Por Denis Lerrer Rosenfield, professor de filosofia na UFRGS, para O
Estado de S. Paulo, em 03 de junho de 2.023
Piratas eram aventureiros que viviam do saque e
do assalto de embarcações, normalmente carregadas de riquezas, como o
ouro explorado pelos espanhóis em suas colônias americanas.
Distinguiam-se, porém, dos corsários na medida em que estes agiam sob a
cobertura da Coroa de um país, prestandolhe serviços e fornecendo-lhe
uma parte dos seus butins. Um dos mais famosos foi Sir Francis Drake a
serviço da rainha Elisabeth I, tendo sido, precisamente por isso,
agraciado com o título de “sir”. Constituíam uma espécie de armada
dentro da Armada, respondendo diretamente à rainha. Tinham o
reconhecimento régio.
Mercenários são, em terra, descendentes dos corsários,
reportando-se diretamente ao presidente de um Estado, compartilhando com
ele dos benefícios dos sucessos militares. Yevgeny Prighozhin é, nesse
sentido, o corsário de Putin, respondendo até recentemente diretamente a
ele, tendo, inclusive, independência, e não subserviência às Forças
Armadas tradicionais. Um Exército dentro do Exército, com seus
tentáculos se estendendo até a África, além da presença marcante na
invasão russa à Ucrânia. Tudo indica, no entanto, que a criatura se
voltou contra o criador.

Registros contidos em um conjunto de dados:
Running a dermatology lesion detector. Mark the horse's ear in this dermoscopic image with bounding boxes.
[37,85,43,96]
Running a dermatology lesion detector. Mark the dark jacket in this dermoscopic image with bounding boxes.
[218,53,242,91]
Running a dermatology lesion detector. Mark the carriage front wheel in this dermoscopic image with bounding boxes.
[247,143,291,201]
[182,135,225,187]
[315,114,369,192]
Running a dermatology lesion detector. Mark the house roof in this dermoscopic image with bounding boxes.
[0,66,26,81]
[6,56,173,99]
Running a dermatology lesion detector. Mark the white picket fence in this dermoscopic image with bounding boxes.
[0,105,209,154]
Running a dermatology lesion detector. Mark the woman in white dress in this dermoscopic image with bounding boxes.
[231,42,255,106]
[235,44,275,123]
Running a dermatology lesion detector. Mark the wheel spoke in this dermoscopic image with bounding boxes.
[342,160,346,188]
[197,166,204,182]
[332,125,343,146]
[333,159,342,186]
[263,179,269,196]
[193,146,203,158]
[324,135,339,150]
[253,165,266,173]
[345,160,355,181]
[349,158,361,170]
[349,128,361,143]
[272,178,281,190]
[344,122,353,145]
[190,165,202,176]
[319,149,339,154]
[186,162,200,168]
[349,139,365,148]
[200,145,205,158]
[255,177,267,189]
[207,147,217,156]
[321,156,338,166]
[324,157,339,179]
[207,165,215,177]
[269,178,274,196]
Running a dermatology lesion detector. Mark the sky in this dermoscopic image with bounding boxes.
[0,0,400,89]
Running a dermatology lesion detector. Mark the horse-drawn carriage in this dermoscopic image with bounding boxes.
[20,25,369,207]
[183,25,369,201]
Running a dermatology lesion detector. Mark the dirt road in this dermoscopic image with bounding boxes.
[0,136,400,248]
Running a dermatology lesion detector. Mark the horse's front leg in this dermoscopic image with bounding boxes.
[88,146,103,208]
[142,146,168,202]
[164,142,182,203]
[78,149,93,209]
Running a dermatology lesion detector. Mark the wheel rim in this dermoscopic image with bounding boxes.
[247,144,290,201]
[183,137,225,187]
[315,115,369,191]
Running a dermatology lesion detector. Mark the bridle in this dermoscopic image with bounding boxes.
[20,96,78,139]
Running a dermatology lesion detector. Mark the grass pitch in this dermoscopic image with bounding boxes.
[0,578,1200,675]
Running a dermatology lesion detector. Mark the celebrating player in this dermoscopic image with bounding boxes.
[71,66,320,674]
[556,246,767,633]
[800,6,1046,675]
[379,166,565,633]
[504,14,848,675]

> Tarefas a cumprir:
1. No texto sobre corsários e mercenários, que título Sir Francis Drake recebeu por estar a serviço da rainha Elisabeth I?
2. Dê sequência ao texto sobre corsários e mercenários a partir da última frase apresentada.

> Em resposta:
1. O título de “sir”.

2.
A questão que se coloca, contudo, é por que o criador optou por
compactuar com sua criatura rebelde, quando se sabe que Putin tem uma
predileção por aniquilar seus críticos mais acerbos. Boa parte dos
oligarcas que se insurgiu contra ele tropeçou em janelas de altos
andares de vários hospitais, testando a Lei da Gravidade e se
estatelando no chão. Outros foram objeto de envenenamento por intermédio
de guarda-chuvas ou outro instrumento prosaico qualquer. Todavia,
Prighozhin ganhou, pelo momento, um exílio tranquilo graças à
intermediação de um ditador menor, Alexander Lukashenko, de Belarus – se
é que pode haver tranquilidade em meio a autocratas violentos e
arbitrários.
A razão da insurgência, muito provavelmente, se deve à diretriz
do Ministério da Defesa, liderado por Serguei Shoigu, certamente com a
anuência de Putin, obrigando os mercenários a se inscreverem nesse
ministério, tornando-os de fato soldados regulares, com a obediência
devida às autoridades militares. Algo, portanto, inadmissível para
Prighozhin, que perderia a sua autonomia militar e econômica. Haveria,
também, uma nova distribuição dos butins, seja nos contratos estatais,
seja nos países africanos. Não convém esquecer que no modelo
mercenários/corsários todos são sócios.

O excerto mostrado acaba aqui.